-- BEGIN Excerpt --
A total number of 926 TEXAN seismic instruments (RefTek) equipped with 4.5 Hz geophones were deployed along the lines ALP01 - ALP13 (Fig. 3). Line ALP04 overlaps and extends the CELEBRATION 2000 line CEL10. Line ALP12 follows the TRANSALP reflection line. The total length of the lines is 4300 km. The sample rate was 100 Hz and the recording time 300 s, starting 60 s before shooting.
Additionally a reflection recording spread was deployed in Austria (shotpoints 801 and 504) and a dense local 3-D-deployment was deployed in Hungary. Furthermore, 70 stations for passive seismic monitoring were deployed along lines ALP04 and ALP12=TRANSALP.

Fig.2: Shot locations           Fig.3: Receiver lines

The temporal sequence of the field activities was as follows:
10 June: Start of passive monitoring on line ALP04 = CEL10
28 June: Start of passive monitoring on line ALP12 = TRANSALP
01-02 July: Deployment of seismic recorders for active experiment
02-05 July: Shooting during the night
05-06 July: Retrieval of seismic recorders
12 July: Retrieval of passive monitoring stations completed.

5 DATA
The raw data of all shots were converted to SEGY, completed by the addition of information on recording geometry and saved on CDROM. They are ready for downloading from a server by all members of the ALP2002 working group. Samples of recordings, demonstrating the quality of the data are shown in Fig. 4-8.

Fig.4: Shot 110 on ALP01      Fig.5: Shot 110 on ALP02       Fig.6: Shot 205 on ALP02

Fig.7: Shot 208 on ALP02       Fig.8: Shot 201 on ALP12 = TRANSALP

6 INTERPRETATION
The ALP2002 experiment was designed to mesh perfectly with the CELEBRATION 2000 experiment. Therefore the ALP2002 data were merged with the data from CELEBRATION 2000 -3rd deployment.
-- END Excerpt --
** What to do **
• 1. For each statement below, say whether it agrees with the excerpt on the seismic experiment, giving yes or no along with the deciding words of the excerpt quoted exactly: (a) The sample rate was 200 Hz. (b) Line ALP12 follows the TRANSALP reflection line. (c) Passive monitoring on line ALP04 started on 28 June.
• 2. Rewrite the stretch of the listing from its start through the line containing "x=156 y=581", changing "single dot" to "single point" and leaving everything else unchanged.
-- BEGIN Recorded information --
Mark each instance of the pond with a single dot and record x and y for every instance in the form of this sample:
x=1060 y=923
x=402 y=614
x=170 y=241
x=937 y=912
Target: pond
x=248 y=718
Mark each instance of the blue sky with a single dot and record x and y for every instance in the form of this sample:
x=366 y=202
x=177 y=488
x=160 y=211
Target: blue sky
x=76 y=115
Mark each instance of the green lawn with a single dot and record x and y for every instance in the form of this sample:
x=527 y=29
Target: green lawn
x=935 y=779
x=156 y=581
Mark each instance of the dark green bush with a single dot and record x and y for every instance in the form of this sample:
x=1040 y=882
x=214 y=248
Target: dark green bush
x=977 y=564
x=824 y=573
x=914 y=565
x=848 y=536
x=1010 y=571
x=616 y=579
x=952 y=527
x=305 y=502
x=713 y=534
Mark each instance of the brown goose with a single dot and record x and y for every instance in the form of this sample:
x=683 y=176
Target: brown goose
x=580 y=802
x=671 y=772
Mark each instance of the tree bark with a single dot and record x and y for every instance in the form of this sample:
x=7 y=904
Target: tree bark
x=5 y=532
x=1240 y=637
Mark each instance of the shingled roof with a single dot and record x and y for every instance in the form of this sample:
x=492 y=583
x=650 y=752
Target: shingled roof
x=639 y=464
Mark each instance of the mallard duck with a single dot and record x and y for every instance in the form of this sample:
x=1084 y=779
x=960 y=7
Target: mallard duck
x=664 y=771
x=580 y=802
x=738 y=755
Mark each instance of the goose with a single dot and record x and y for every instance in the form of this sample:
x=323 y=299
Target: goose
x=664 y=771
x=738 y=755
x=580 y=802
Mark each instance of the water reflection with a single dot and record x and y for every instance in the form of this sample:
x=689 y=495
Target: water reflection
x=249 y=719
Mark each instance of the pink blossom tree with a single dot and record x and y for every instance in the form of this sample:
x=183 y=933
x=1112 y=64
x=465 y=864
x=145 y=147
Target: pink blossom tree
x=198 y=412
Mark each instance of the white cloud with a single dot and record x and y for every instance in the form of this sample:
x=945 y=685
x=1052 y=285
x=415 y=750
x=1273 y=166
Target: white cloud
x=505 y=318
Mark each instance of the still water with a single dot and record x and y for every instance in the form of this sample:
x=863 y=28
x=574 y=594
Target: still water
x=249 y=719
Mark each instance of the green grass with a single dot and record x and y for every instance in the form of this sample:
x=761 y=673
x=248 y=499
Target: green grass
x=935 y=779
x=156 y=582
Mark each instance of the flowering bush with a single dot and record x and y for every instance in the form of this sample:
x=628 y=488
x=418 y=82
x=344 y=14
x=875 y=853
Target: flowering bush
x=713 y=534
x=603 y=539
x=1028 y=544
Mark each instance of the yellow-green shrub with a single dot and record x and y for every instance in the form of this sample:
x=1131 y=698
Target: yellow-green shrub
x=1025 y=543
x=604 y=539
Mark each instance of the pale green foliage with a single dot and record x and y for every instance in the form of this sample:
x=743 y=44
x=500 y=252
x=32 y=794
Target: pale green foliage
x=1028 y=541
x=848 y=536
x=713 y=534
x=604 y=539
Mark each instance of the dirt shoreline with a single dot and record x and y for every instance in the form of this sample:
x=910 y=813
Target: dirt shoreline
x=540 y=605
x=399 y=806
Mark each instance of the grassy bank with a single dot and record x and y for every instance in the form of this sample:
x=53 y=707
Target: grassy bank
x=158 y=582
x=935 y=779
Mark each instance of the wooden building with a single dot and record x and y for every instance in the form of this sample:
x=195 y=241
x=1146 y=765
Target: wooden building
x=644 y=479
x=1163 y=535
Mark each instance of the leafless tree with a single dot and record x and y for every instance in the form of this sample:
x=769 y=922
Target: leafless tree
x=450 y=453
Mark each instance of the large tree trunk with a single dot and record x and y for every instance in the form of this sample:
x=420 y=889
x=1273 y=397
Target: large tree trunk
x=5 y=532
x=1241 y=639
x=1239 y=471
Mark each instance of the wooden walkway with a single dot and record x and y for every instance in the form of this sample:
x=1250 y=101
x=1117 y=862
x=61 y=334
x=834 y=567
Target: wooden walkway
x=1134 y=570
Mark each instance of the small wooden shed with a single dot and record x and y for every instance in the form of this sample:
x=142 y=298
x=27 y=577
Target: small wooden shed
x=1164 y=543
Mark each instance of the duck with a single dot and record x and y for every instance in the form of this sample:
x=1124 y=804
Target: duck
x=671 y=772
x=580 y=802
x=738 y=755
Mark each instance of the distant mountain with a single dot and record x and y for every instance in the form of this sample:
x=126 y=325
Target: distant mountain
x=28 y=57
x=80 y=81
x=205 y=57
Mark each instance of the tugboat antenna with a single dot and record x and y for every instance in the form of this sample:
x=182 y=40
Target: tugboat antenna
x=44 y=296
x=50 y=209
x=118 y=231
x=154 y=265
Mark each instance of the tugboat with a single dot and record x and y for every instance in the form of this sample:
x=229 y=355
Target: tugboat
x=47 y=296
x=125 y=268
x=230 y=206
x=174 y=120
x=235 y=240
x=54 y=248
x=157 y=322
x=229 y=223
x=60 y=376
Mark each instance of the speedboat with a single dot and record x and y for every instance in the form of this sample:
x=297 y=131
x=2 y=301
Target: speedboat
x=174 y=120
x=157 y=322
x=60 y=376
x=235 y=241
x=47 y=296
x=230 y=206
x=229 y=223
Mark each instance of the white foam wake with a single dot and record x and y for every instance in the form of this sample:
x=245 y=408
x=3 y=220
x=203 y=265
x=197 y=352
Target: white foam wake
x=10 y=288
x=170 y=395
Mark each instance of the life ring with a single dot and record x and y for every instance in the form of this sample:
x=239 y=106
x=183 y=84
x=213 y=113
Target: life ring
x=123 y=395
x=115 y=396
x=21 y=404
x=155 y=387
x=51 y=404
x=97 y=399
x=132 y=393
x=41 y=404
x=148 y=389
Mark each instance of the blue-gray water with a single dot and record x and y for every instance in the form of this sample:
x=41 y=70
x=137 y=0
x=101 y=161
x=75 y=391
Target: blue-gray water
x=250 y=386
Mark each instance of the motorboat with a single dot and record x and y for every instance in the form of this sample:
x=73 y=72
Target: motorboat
-- END Recorded information --
** Exercise solutions **
• 1.
(a) No: "The sample rate was 100 Hz"
(b) Yes: "Line ALP12 follows the TRANSALP reflection line."
(c) No: "10 June: Start of passive monitoring on line ALP04 = CEL10"

• 2.
Mark each instance of the pond with a single point and record x and y for every instance in the form of this sample:
x=1060 y=923
x=402 y=614
x=170 y=241
x=937 y=912
Target: pond
x=248 y=718
Mark each instance of the blue sky with a single point and record x and y for every instance in the form of this sample:
x=366 y=202
x=177 y=488
x=160 y=211
Target: blue sky
x=76 y=115
Mark each instance of the green lawn with a single point and record x and y for every instance in the form of this sample:
x=527 y=29
Target: green lawn
x=935 y=779
x=156 y=581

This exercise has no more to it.